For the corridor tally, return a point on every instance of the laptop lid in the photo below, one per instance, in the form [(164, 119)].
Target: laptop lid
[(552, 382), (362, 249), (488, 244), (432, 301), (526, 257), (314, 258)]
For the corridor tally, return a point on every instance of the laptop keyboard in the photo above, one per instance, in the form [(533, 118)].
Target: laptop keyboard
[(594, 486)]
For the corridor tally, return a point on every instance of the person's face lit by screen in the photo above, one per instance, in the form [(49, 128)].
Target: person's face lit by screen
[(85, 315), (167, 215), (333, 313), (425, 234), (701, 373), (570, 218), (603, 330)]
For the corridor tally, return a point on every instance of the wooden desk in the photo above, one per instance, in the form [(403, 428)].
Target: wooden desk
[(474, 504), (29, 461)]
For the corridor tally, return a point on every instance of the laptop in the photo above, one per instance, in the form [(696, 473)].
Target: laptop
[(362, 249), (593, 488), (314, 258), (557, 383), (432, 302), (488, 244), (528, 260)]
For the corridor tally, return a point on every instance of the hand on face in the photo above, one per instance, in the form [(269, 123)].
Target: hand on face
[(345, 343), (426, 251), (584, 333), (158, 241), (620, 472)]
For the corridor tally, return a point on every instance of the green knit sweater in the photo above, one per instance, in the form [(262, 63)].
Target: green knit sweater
──────
**Exercise instructions:** Every record above must be set down again, word for word.

**Result of this exercise:**
For the corridor tally, return a point on every instance of the laptop lid in the photo below, one per instance, in the form [(164, 119)].
Target: laptop lid
[(552, 382), (362, 249), (488, 244), (432, 301), (526, 257), (314, 258)]
For the corridor tally, return a point on every instance of the laptop keyboard in the photo above, one per instance, in the form [(533, 118)].
Target: laptop keyboard
[(594, 486)]
For the corridor tally, return a point on every instance of the person's face lit by screen in the photo above, one per instance, in the form [(49, 128)].
Target: person's face lit by screen
[(85, 315), (167, 215), (333, 313), (425, 234), (701, 373), (570, 218), (603, 330)]
For the corridor tally, return a point on every instance of the wooden desk in the photo above, one per instance, in the form [(403, 428)].
Target: wooden desk
[(474, 504), (29, 461)]
For the corridor tally, return a point on every instance of the laptop in the photo above, one per instance, in the form [(696, 473)].
Target: laptop
[(362, 249), (593, 488), (314, 258), (557, 383), (432, 302), (488, 244), (528, 260)]
For the corridor tally, return a point on every instance of the hand on face in the photo above, one per instance, in the form [(269, 123)].
Target: hand on face
[(345, 343), (426, 251), (584, 333), (158, 241), (620, 472)]
For the corridor tally, return a point on every instance of the green knit sweater in the photo above, one per instance, in the form [(262, 63)].
Target: green knit sweater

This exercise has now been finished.